#### PAGE TEXT
------------------------------

Hope has teeth!
A poem of mine and my reflection years later.
For a long time after my husband Isaac died, I would go to Davy Spillane’s Caoineadh Cú Chulainn the way some people go to church. I am a believer don’t get me wrong- but that tangible song was a springboard for me.
It became the place I visited my grief — intentionally, almost tenderly, like pressing a bruise to be sure it still remembers. To wake from the nightmare and see its still all true. Most of all to have my heart held and my diaphragm primed so I could in fact release my sobs.
The uilleann pipes felt like the only sound vast enough to hold what lived inside me then. The bellows under the arm, the breath through leather, the ancient cry of it — sharp, honest, searing. It helped that my father loved this instrument, he was a drummer and had said if he had picked up another instrument it would be Uilleann Pipes.
Davy’s rendition of Caoineadh Cú Chulainn was other wordly- it hurt, but it was a truthful hurt. A fire I sat beside because it was the only warmth grief offered. I sat by this fire often enough to one day write lyrics for this air.

------------------------------

#### DATA LISTING

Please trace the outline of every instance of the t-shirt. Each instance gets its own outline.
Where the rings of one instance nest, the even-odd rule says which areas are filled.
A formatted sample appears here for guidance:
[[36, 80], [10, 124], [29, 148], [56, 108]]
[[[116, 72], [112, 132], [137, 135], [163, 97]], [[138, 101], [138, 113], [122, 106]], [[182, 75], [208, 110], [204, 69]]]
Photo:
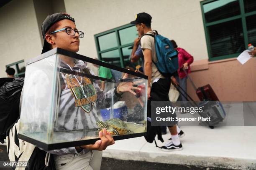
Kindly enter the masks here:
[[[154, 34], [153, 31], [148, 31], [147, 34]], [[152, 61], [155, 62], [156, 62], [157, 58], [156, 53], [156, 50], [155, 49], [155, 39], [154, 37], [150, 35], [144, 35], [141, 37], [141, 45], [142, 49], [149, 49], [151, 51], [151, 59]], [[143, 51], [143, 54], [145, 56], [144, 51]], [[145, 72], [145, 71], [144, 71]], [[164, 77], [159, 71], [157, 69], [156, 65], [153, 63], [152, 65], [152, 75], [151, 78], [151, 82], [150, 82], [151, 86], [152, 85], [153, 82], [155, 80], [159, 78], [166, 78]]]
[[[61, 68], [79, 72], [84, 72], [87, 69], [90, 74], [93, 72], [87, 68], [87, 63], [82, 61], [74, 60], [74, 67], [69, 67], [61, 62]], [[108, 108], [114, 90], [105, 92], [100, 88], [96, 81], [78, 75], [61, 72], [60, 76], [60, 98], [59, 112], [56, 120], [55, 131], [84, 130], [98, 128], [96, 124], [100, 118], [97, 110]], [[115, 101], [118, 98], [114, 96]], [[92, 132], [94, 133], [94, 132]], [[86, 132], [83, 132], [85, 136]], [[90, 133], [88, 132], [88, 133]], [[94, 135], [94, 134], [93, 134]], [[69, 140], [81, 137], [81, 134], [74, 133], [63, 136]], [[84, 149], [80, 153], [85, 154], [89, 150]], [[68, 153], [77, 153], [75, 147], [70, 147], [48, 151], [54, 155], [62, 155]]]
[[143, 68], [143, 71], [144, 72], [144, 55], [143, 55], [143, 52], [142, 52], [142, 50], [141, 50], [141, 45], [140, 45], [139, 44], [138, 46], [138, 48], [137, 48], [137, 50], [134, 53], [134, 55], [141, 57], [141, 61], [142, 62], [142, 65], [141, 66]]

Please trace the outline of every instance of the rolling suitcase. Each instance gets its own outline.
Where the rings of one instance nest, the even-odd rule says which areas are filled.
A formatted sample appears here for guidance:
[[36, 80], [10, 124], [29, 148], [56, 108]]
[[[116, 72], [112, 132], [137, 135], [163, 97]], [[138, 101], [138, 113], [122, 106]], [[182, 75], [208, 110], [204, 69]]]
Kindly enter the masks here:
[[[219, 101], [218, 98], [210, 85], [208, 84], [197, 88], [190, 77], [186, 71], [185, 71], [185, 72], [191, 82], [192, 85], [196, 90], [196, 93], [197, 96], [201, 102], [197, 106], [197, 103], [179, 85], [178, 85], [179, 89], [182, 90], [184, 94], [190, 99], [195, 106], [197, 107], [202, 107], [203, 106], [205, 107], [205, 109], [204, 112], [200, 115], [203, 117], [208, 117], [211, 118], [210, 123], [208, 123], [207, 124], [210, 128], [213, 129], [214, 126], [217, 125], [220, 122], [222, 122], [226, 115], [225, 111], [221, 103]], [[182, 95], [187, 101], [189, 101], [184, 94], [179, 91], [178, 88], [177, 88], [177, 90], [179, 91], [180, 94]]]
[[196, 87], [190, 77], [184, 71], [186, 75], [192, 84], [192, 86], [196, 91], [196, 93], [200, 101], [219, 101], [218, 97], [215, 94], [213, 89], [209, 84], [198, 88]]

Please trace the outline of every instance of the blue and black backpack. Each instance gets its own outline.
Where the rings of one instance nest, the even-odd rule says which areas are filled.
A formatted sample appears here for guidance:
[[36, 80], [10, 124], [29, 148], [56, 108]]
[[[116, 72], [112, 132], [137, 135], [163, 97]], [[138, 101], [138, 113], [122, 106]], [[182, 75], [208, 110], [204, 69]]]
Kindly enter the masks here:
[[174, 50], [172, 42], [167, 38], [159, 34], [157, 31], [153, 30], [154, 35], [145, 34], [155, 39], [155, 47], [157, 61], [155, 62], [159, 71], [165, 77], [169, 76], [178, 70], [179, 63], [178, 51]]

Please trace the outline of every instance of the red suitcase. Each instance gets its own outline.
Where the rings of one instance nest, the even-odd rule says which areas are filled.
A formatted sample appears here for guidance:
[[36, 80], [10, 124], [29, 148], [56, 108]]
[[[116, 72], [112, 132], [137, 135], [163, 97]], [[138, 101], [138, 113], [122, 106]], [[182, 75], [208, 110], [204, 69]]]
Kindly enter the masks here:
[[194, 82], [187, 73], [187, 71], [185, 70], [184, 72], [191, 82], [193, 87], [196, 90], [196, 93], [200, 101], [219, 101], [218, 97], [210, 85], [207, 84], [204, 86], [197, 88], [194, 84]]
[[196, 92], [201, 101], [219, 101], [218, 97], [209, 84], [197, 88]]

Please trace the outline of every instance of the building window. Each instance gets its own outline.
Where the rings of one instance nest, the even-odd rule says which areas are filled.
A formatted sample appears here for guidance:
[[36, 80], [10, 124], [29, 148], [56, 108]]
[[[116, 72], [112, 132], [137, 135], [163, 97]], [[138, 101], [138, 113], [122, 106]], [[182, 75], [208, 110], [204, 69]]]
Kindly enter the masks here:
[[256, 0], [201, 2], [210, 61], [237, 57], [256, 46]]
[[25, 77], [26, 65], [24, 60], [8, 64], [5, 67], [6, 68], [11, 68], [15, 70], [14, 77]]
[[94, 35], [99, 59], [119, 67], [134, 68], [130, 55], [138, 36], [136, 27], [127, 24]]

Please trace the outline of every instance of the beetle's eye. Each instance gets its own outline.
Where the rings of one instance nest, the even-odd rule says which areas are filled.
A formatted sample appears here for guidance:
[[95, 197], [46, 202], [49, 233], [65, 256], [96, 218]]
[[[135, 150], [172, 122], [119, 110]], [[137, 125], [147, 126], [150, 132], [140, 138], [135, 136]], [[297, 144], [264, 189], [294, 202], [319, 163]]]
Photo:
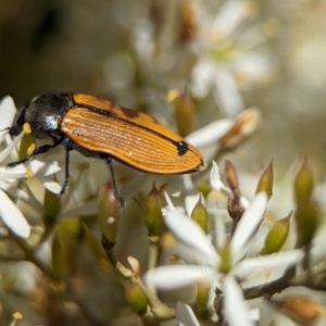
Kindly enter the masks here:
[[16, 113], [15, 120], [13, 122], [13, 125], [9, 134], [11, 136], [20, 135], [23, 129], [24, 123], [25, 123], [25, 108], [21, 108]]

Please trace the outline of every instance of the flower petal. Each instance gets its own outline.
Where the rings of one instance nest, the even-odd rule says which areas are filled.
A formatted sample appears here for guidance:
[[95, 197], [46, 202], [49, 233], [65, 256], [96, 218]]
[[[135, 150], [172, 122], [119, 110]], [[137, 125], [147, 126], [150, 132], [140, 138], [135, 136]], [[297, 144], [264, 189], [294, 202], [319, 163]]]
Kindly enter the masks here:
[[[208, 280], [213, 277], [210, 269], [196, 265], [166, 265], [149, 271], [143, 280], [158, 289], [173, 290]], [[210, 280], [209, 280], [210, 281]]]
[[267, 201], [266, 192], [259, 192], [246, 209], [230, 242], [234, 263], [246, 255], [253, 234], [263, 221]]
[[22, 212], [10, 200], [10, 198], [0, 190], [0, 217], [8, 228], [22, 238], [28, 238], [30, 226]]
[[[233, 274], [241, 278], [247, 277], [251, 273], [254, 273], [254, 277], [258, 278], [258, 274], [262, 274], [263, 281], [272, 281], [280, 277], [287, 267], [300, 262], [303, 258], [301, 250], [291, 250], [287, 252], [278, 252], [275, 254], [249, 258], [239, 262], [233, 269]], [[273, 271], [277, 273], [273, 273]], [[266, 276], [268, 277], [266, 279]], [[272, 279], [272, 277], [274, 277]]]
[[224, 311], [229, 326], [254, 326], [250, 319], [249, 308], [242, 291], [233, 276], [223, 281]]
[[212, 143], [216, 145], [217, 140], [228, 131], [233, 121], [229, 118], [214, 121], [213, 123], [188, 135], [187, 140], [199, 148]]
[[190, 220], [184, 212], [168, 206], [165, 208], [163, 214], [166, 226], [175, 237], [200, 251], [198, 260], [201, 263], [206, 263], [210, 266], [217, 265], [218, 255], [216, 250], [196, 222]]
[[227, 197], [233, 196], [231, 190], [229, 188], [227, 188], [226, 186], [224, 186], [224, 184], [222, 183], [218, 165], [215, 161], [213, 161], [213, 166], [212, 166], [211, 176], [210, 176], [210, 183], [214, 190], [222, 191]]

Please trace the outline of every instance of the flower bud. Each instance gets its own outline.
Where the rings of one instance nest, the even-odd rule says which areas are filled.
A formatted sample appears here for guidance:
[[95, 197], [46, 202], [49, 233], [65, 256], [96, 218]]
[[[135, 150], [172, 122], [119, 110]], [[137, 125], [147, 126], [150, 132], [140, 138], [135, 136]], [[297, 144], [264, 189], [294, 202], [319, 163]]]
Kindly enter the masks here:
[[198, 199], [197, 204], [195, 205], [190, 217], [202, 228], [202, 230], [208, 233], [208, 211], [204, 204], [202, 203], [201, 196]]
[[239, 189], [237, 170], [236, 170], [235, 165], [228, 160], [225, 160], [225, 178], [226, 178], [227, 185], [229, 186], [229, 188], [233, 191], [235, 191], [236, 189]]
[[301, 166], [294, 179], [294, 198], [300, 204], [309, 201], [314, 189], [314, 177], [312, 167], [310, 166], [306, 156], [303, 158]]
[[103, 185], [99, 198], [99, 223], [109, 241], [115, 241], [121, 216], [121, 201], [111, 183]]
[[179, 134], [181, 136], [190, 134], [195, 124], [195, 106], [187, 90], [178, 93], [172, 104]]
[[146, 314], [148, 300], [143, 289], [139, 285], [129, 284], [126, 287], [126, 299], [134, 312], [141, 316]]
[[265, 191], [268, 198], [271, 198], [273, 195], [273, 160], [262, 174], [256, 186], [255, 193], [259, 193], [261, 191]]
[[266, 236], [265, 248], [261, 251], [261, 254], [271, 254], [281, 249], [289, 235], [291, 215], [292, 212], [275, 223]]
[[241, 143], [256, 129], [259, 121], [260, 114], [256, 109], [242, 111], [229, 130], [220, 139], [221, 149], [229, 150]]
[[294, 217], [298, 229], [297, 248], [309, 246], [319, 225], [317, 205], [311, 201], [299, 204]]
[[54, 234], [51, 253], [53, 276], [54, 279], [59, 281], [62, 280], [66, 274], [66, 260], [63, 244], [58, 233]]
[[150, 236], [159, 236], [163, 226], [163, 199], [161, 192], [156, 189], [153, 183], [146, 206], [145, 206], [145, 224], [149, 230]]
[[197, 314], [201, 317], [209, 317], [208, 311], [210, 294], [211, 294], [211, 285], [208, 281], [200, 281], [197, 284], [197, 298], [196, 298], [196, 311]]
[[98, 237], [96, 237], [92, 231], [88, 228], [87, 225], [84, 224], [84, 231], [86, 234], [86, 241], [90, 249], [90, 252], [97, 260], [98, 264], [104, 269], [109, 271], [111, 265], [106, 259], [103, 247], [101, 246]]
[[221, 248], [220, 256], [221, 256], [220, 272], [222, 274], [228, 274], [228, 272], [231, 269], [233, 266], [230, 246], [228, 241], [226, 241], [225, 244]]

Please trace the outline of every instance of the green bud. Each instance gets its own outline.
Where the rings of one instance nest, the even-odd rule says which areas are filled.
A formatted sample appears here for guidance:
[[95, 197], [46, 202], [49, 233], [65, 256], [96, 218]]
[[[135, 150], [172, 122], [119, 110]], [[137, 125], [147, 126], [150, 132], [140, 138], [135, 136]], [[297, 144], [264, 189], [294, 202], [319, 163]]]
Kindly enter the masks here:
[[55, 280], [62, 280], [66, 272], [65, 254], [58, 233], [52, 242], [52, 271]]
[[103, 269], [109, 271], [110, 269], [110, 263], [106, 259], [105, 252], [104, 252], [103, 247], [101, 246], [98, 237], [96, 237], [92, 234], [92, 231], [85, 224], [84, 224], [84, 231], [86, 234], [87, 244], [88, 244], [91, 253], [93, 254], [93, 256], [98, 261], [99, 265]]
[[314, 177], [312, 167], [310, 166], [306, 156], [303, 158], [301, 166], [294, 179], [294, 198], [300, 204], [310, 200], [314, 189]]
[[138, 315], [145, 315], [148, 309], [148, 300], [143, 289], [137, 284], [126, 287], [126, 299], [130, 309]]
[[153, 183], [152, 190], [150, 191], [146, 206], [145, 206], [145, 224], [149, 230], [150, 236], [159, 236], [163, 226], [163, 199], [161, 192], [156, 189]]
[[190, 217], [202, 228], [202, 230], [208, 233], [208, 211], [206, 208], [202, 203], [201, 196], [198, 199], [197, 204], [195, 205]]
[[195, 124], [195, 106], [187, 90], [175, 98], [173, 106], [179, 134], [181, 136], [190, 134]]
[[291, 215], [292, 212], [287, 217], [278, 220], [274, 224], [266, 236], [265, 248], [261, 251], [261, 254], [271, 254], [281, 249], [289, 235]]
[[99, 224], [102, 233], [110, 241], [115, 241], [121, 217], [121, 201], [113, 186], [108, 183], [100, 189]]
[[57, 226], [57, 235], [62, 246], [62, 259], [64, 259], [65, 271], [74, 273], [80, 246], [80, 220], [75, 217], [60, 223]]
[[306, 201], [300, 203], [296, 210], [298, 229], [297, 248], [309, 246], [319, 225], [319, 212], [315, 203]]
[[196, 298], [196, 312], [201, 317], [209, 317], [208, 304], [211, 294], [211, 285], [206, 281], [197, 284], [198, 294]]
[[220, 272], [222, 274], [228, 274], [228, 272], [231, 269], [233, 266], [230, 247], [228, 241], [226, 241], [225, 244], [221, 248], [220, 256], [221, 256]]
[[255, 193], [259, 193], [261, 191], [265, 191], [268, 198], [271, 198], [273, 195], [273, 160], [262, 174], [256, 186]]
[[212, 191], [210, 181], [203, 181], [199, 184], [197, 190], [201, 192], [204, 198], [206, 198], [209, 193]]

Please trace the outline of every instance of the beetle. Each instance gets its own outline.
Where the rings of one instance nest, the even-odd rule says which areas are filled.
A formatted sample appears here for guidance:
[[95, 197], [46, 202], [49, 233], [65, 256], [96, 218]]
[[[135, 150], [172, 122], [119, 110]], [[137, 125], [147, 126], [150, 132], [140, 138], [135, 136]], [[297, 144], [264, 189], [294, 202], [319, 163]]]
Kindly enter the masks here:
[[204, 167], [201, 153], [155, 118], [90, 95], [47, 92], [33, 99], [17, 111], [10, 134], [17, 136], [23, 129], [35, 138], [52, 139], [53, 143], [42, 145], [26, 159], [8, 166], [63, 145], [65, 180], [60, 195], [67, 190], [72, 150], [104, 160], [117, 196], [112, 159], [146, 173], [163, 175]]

------------------------------

#### GIVEN REQUEST 1
In the page text about grief and the uilleann pipes, list the words used to describe "the ancient cry of it."
#### GIVEN REQUEST 2
From the listing, copy out word for word the stretch from the line containing "Please trace the outline of every instance of the building" through the line containing "108], [21, 108]]". Leave the pictures out.
The page text and the listing have nothing to do with each other.

#### WORKED ANSWER 1
sharp, honest, searing

#### WORKED ANSWER 2
Please trace the outline of every instance of the building window. Each instance gets its own outline.
Where the rings of one instance nest, the even-odd rule says which areas are filled.
A formatted sample appears here for guidance:
[[36, 80], [10, 124], [29, 148], [56, 108]]
[[[116, 72], [112, 132], [137, 135], [163, 97]], [[138, 101], [138, 113], [122, 106]], [[182, 75], [208, 110], [204, 69]]]
Kindly enter the masks here:
[[256, 0], [201, 2], [210, 61], [237, 57], [256, 46]]
[[25, 77], [26, 65], [24, 60], [8, 64], [5, 67], [6, 68], [11, 68], [15, 70], [14, 77]]
[[94, 35], [99, 59], [119, 67], [134, 68], [130, 55], [138, 36], [136, 27], [127, 24]]

Please trace the outline of every instance of the beetle's eye. Each instance gets its own outline.
Where the rings of one instance nest, the even-odd rule says which areas are filled.
A formatted sample appears here for guidance:
[[95, 197], [46, 202], [49, 233], [65, 256], [96, 218]]
[[[135, 150], [172, 122], [119, 110]], [[137, 125], [147, 126], [150, 132], [140, 138], [135, 136]], [[297, 144], [264, 189], [294, 202], [319, 163]]]
Photo:
Kindly enter the masks here:
[[16, 113], [15, 120], [13, 122], [13, 125], [9, 134], [11, 136], [20, 135], [23, 129], [24, 123], [25, 123], [25, 108], [21, 108]]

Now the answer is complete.